## START Quoted passage

By Jil Picariello, Theater Editor, December 4, 2017

There’s so much going on in the new revival of Once On This Island, which opened last night at Circle in the Square, that it’s hard to differentiate the marvelous from the merely excellent.

There’s a pot of vegetables cooking, sending off a scrumptious aroma. There’s a goat—in diapers, no less. And a little girl reading a book. And a boat and trees, wash hung out to dry, two chickens, people fishing and talking and laughing and meeting. There is great joy and vitality, which continues from the pre-curtain action right through to the last ravishing moment.

This 1990 musical by lyricist and book writer Lynn Ahrens and composer Stephen Flaherty (Ragtime, Anastasia), directed here by Michael Arden, takes place on an island in the French Antilles. The story is a simple one, as old as, well, Romeo and Juliet. Boy from one world meets girl from another, they fall in love, things do not, of course, end well. But the deceptively simple story is woven around lush, powerful, music and lyrics, and a closet full of theatrical magic that includes a disappearing body, a little girl who metamorphoses into a grown woman, a shadow play, a flood, four fierce and frolicsome gods, and a heck of a lot more. Set designer Dane Laffrey did overtime imaginative work here, and it’s sometimes too much to take in.

## END Quoted passage

## What is asked
A - In the theater review, who directs the new revival of Once On This Island?
B - Write a continuation of the theater review about the Once On This Island revival, picking up after its last sentence.

## START Information shown

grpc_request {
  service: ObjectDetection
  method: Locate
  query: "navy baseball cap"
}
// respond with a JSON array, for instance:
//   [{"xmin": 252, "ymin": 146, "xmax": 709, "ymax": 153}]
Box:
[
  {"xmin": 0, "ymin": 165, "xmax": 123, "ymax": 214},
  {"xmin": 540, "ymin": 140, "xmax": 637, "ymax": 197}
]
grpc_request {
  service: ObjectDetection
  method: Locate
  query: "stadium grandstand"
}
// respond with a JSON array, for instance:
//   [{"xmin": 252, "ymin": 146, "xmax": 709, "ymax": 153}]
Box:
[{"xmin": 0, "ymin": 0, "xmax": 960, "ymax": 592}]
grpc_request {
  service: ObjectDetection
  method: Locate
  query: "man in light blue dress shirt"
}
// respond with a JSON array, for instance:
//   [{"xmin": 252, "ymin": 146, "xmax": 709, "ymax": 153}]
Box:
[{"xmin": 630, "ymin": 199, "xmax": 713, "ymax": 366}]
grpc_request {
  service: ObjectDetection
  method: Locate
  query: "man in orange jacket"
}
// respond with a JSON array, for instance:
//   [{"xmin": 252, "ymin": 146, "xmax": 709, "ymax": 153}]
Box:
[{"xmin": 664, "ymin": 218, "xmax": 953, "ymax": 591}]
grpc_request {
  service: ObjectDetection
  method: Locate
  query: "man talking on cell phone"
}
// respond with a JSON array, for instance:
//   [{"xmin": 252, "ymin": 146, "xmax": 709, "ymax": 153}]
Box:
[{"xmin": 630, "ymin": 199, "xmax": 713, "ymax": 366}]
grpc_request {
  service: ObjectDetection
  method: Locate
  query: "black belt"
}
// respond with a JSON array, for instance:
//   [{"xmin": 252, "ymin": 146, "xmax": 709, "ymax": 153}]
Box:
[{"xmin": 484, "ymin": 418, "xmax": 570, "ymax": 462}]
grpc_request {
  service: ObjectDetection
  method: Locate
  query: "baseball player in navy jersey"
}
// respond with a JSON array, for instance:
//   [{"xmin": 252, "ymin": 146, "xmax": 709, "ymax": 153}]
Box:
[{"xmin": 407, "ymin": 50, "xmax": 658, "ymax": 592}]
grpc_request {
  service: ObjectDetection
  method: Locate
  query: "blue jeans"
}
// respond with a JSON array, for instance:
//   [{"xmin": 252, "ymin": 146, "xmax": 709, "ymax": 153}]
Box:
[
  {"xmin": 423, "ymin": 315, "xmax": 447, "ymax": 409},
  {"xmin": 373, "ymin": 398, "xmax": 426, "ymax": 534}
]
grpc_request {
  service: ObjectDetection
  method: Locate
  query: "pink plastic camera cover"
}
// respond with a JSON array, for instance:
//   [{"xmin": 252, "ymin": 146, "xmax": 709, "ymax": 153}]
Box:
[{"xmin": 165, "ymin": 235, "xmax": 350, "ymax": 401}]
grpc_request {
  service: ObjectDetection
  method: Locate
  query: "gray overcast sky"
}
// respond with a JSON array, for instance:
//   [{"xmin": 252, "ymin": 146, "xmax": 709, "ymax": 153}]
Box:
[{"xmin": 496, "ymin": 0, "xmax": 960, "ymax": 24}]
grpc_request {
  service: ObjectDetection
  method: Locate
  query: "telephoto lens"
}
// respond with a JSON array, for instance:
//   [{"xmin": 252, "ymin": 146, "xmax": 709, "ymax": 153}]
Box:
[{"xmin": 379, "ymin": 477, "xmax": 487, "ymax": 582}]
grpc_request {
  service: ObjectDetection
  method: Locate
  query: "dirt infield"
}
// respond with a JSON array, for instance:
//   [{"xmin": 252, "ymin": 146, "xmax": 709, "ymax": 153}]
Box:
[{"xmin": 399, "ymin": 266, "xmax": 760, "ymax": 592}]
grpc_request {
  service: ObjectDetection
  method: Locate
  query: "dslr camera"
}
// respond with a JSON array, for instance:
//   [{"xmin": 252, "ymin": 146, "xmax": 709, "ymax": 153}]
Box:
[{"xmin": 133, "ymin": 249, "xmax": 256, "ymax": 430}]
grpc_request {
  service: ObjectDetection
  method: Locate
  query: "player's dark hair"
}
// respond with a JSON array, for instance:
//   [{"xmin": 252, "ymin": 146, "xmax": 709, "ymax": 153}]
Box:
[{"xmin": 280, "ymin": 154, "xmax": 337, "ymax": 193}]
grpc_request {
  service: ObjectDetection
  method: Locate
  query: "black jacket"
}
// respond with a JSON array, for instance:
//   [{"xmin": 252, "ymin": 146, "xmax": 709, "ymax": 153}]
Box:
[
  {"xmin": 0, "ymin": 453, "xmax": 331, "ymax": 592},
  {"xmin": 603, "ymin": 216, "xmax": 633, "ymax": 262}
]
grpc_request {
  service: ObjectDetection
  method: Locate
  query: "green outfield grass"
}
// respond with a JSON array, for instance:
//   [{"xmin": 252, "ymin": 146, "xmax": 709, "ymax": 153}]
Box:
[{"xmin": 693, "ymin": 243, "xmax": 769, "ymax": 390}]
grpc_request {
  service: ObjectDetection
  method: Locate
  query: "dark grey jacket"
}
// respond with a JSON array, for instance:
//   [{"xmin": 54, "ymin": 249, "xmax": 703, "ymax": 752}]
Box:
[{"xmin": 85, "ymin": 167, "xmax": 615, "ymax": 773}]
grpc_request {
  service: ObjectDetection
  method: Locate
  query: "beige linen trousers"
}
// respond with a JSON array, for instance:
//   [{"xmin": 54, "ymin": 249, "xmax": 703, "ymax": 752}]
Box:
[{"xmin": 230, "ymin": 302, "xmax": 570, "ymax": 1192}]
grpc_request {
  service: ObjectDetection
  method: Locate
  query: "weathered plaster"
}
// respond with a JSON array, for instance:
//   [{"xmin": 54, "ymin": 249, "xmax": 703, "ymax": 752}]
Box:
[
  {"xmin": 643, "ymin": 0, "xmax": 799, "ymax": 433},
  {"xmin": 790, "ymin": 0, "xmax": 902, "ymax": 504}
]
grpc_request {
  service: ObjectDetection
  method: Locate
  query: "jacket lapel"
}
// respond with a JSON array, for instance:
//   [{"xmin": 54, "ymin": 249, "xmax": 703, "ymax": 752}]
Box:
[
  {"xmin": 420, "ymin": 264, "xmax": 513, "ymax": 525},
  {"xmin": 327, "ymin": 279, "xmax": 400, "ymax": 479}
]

## END Information shown

## Replies
A - Michael Arden

B -
Bits and pieces of the crowded set also metamorphose: a plastic tablecloth becomes a colorful dress, a shawl a gown, pieces of flotsam turn into a car. But of course, when gods are involved anything is possible, and the foursome of eternal beings in this fairy tale are a mighty powerful and talented bunch. Alex Newell blows back your hair as the Mother Earth goddess, Asaka. The death god, Papa Ge, is Merle Dandridge with a ridge made of Coca-Cola signs down her back. Broadway star Lea Salonga brings her luscious voice to the elegant goddess of love, Erzulie. And blue-skinned Quentin Earl Darrington is the water god Agwe.

(l. to r.) Alex Newell, Lea Salonga and Merle Dandridge in ‘Once On This Island;’ photo: Joan Marcus.

Yes, that’s a man playing Mother Earth and a woman playing Papa Ge. Because if you’re willing to believe in gods, why not gender fluid ones? It’s another marvelous theatrical note, and when Alex Newell belts out “Mama Will Provide” it doesn’t matter if Mother Earth is a he or a she: this being is truly divine.

Not only the gods are powerful talents in this endlessly entertaining production. Our Romeo and Juliet of the Island, Hailey Kilgore and Isaac Powell, are as charming as any breathless audience member could want.

Such talent, such beauty, such ingenuity: In this chilly season, at the end of this exhausting year, Once On This Island is a welcome escape: exuberant, inspiring, and totally heavenly.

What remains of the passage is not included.